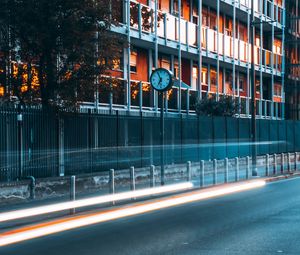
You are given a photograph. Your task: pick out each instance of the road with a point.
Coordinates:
(261, 221)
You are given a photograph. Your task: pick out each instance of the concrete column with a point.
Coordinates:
(202, 173)
(152, 176)
(189, 171)
(72, 192)
(226, 170)
(215, 170)
(237, 169)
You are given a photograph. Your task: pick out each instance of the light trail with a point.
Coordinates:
(85, 220)
(18, 214)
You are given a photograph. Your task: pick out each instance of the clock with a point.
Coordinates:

━━━━━━━━━━

▶ YOUR OBJECTIVE: Reproduce the whole listing with "concrete column" replaced by "support pillar" and everything else unchanged. Leave the pictures out.

▶ THE ANSWER:
You are given a photograph. Your task: pick out each instance of the road with a point.
Coordinates:
(261, 221)
You are given a photograph. Your task: pick out each instance of the support pillar with a point.
Coordinates:
(202, 173)
(152, 176)
(189, 171)
(72, 192)
(226, 170)
(215, 170)
(237, 169)
You are given a photograph. Your task: pick out each instance of the light trail with a point.
Coordinates:
(85, 220)
(18, 214)
You are given a photograph. Your task: pick out each instance of the clock with a point.
Coordinates:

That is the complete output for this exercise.